▸ **Problem requirements**
Collect every line in the listing below that contains the word "fire", and copy each of those lines in full.

▸ **Extracted entries**
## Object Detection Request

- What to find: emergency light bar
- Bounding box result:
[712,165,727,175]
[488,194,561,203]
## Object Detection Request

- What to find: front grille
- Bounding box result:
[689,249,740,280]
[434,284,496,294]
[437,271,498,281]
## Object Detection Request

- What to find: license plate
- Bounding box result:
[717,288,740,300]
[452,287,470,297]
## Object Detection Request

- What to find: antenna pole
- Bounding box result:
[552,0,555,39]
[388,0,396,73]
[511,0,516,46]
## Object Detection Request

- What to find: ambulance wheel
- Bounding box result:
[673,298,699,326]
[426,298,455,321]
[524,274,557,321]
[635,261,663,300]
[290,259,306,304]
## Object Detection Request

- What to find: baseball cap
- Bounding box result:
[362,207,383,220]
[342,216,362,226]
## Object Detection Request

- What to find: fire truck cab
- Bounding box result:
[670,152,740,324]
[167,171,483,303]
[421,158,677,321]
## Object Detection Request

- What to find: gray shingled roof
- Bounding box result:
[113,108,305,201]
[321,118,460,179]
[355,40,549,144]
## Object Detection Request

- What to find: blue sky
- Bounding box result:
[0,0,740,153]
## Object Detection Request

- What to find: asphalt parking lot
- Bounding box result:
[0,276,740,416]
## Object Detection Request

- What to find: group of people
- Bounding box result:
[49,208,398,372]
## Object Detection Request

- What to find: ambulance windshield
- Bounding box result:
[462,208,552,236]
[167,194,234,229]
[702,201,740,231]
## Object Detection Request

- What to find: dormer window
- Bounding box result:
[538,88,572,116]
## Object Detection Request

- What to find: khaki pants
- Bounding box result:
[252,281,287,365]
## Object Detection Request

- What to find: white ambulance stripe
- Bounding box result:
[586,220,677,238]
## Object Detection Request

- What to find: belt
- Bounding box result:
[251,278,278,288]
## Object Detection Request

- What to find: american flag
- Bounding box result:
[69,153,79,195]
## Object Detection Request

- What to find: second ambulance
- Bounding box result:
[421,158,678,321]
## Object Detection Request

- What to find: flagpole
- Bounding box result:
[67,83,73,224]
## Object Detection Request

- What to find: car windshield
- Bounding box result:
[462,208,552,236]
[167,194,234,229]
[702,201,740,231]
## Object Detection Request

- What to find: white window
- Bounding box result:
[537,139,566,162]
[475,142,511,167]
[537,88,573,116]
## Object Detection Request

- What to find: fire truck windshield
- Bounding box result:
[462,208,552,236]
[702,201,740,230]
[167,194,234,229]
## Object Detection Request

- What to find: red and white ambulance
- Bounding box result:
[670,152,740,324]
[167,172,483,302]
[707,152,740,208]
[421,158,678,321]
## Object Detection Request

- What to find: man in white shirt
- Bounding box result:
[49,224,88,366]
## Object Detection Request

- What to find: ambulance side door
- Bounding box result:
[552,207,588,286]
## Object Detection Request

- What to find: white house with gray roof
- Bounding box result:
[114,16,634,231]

▸ **Complete output**
- What to find: fire truck cab
- What to find: fire truck windshield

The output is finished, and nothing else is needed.